__Problem to solve__:
Reproduce the records below exactly as they are written.

----- Source data -----

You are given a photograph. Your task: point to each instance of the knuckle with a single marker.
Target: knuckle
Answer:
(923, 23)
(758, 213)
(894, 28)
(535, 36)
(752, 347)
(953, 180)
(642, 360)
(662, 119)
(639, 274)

-----

__The answer__:
You are given a photograph. Your task: point to each instance of the knuckle with a single marker.
Target: knuckle
Answer:
(923, 23)
(758, 213)
(894, 28)
(535, 36)
(752, 347)
(953, 180)
(642, 360)
(662, 119)
(639, 274)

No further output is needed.